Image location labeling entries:
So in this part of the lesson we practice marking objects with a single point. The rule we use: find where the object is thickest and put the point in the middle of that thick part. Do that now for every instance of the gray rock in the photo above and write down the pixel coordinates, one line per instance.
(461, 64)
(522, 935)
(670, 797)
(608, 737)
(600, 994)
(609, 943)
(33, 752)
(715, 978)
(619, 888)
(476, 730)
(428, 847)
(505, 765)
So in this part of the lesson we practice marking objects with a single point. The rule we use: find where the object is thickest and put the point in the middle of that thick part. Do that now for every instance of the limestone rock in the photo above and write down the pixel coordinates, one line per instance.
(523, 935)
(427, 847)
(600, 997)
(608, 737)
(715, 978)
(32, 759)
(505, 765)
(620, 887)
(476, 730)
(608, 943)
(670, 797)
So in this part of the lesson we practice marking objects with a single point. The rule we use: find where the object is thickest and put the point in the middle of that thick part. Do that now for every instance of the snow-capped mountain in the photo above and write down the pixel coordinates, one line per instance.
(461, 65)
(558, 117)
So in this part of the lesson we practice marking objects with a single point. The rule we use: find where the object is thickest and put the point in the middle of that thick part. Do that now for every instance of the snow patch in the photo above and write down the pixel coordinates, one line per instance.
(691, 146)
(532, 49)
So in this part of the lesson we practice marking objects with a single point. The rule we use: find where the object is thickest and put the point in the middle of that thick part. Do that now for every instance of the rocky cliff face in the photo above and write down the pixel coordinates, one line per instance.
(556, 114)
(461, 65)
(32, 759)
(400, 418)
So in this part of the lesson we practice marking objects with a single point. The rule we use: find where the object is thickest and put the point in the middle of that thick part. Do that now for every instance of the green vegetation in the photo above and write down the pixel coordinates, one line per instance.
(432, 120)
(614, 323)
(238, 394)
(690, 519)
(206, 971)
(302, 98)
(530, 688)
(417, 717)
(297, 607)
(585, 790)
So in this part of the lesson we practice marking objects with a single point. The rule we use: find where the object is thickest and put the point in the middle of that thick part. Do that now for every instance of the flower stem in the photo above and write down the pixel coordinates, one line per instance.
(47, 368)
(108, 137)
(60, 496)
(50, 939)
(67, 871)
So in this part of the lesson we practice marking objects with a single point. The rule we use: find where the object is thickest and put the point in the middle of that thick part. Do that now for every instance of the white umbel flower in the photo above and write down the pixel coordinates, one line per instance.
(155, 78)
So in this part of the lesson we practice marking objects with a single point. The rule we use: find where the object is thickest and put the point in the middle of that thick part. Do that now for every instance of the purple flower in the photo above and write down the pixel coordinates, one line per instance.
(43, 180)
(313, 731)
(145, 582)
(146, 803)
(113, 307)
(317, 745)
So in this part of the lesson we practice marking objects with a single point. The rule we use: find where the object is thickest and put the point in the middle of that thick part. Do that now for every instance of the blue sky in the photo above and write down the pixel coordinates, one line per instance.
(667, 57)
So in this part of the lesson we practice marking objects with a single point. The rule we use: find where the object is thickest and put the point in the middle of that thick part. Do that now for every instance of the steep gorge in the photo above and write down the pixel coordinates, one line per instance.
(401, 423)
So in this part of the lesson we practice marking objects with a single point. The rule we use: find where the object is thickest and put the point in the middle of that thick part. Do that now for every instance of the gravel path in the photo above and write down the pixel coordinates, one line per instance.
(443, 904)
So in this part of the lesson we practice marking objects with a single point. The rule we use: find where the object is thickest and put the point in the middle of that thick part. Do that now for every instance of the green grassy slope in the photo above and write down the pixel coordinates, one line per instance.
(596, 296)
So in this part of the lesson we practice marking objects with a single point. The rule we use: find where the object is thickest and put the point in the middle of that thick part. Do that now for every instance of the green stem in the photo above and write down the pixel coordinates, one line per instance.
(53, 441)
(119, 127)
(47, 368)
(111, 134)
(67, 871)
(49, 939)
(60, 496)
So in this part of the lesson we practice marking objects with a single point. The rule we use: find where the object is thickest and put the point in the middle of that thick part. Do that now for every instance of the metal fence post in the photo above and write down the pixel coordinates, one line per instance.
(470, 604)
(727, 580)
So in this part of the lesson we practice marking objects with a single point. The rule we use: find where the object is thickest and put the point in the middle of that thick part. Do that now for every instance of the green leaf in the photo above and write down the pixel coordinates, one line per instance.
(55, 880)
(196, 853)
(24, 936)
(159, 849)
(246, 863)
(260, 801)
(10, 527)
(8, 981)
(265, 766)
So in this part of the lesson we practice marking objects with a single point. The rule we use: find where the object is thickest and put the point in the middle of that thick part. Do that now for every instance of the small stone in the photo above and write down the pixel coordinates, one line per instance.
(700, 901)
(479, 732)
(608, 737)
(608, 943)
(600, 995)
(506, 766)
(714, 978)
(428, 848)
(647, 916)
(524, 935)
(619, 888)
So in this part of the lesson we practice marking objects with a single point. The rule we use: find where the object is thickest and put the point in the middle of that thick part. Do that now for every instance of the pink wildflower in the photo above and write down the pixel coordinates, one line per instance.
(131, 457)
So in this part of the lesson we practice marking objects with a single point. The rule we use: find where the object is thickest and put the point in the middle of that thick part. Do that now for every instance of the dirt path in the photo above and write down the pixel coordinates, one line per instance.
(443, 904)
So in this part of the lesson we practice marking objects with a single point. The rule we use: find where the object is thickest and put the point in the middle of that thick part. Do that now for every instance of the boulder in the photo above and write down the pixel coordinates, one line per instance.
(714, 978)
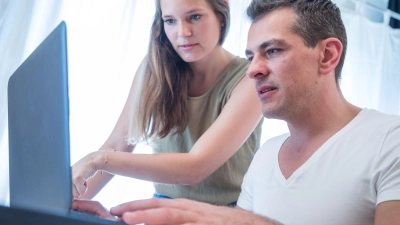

▸ THE EXERCISE
From the material above, pick out every line that contains the string "stem" and copy each of those lines.

▸ RESULT OF THIS TASK
So in this part of the lesson we practice marking objects with a single point. The rule we use: find where the object is thickest and put the point in the middle of that thick part. Do that now for every instance of the flower stem in the photo above and write down the pixel coordinates, one line per instance.
So in this part of the lesson we practice marking objects with a single point. The rule we use: find where the object is thickest and put the point in the middle of that thick part. Do that now for every instance of the green stem in the photo above and write down the pixel coordinates, one line per instance.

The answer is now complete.